▶ [Supplied data]
----------

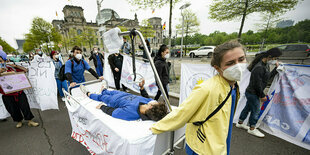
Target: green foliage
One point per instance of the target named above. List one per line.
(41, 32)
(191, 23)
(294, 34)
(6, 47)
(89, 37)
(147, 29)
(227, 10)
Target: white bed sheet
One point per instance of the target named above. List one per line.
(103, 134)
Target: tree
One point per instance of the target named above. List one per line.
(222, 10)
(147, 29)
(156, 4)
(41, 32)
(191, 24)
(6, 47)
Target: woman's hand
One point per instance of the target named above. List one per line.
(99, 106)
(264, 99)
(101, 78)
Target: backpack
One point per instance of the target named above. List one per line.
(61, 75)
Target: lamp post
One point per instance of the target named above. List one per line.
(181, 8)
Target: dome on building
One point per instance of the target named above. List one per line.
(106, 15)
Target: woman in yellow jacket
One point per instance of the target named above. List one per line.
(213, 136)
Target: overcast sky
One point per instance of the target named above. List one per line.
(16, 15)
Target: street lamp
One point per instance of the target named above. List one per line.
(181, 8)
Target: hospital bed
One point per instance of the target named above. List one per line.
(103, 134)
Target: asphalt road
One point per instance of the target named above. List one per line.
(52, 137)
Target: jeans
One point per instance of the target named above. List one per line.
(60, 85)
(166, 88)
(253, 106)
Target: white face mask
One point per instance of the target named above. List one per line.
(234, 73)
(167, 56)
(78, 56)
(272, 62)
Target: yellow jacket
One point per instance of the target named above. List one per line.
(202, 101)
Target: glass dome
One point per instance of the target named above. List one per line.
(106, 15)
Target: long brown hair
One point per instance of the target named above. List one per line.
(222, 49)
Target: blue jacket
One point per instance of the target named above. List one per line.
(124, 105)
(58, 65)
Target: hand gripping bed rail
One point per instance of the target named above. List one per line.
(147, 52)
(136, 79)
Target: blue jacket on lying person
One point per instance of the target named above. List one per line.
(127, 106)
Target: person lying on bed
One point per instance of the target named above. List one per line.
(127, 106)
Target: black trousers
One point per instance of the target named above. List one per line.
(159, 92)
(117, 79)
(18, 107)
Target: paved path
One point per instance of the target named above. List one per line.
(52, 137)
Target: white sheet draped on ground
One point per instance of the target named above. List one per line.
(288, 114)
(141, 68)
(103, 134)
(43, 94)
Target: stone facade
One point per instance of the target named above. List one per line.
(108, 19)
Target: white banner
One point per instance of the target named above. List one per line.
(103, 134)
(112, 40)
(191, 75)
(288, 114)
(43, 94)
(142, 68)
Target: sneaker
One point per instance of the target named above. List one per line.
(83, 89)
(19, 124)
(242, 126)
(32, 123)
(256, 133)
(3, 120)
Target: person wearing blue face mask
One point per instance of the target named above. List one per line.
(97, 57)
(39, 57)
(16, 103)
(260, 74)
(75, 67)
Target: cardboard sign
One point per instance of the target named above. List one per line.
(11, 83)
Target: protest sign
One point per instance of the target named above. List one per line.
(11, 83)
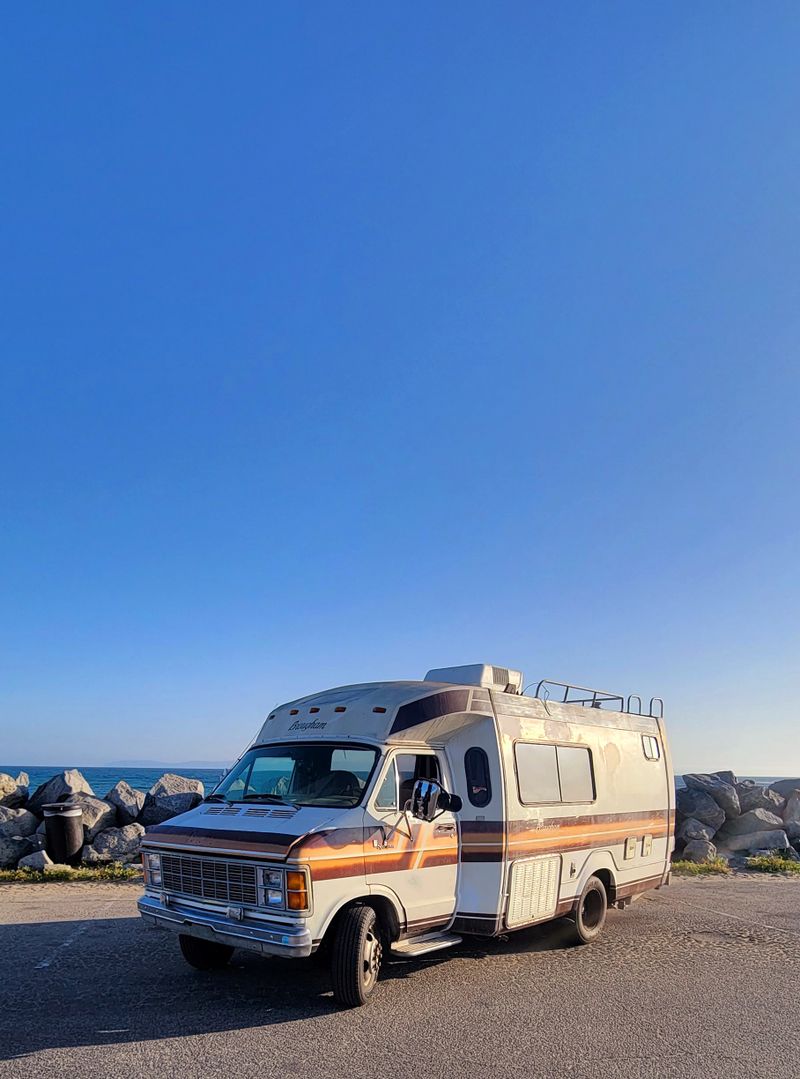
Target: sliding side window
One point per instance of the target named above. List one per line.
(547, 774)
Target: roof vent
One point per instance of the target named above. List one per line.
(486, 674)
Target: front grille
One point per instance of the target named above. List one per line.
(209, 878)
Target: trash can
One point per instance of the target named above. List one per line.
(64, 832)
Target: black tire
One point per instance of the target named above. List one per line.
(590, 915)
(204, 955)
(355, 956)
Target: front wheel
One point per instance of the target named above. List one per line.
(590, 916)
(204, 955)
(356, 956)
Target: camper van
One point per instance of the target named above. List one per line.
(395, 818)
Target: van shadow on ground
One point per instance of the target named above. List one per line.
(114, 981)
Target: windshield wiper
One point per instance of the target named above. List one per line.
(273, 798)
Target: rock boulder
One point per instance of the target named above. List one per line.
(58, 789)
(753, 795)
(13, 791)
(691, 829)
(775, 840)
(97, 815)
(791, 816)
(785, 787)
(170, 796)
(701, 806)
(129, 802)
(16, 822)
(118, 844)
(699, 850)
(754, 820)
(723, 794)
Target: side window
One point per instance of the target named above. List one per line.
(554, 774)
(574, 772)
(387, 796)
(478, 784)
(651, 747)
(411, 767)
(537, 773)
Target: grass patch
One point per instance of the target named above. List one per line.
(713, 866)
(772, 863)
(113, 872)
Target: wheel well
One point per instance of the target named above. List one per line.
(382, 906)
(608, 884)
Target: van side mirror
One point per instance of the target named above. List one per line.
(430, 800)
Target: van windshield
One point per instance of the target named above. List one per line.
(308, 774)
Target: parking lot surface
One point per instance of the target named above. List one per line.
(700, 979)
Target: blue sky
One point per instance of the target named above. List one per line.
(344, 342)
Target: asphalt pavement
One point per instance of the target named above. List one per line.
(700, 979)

----------

▶ [Short problem] Repeat exactly, and only, the lines from the line with "Target: front grille" through the end of the listing above, both ends included.

▶ [Solution to the exercise]
Target: front grille
One point per instance of the target named above. List one per line.
(209, 878)
Target: trash can
One point per instance of the target named above. List one per line.
(64, 832)
Target: black tire
One point per instance of the target named above. List one per line.
(590, 915)
(204, 955)
(355, 956)
Target: front wheel
One point per instance of the target named above. List one per line.
(590, 916)
(204, 955)
(356, 956)
Target: camper van
One point per instance of the target named above. List one per line.
(395, 818)
Target: van shadow on ground
One point per instance of the target named above. List one per line.
(114, 981)
Target: windshield wiper
One point per instance of the target named above. List one per line.
(273, 798)
Target: rock boulder
One point per instance of the target named above. List one per line.
(58, 789)
(753, 795)
(13, 791)
(691, 829)
(775, 840)
(97, 815)
(791, 816)
(785, 787)
(170, 796)
(701, 806)
(129, 802)
(16, 822)
(118, 844)
(699, 850)
(754, 820)
(723, 794)
Target: side window
One point per instance of the target named above. List one per line.
(554, 774)
(574, 772)
(387, 796)
(478, 784)
(651, 747)
(411, 767)
(537, 773)
Target: grass patch
One point per instance of the target named above. List one per line.
(713, 866)
(772, 863)
(113, 872)
Target: wheel well
One point per instance of the target named above. List one per line.
(382, 906)
(608, 884)
Target: van side mirror
One point per instance of the target named above. List one per line.
(430, 800)
Target: van windshield
One point per instance of the target named above. List one per line.
(308, 774)
Target: parking lot surface
One point per instance of the target named above. List one per line.
(700, 979)
Target: blue sky
One point per instance of the target named above. List one per line.
(344, 342)
Target: asphalt pavement
One point per instance of the target named above. List one per line.
(700, 979)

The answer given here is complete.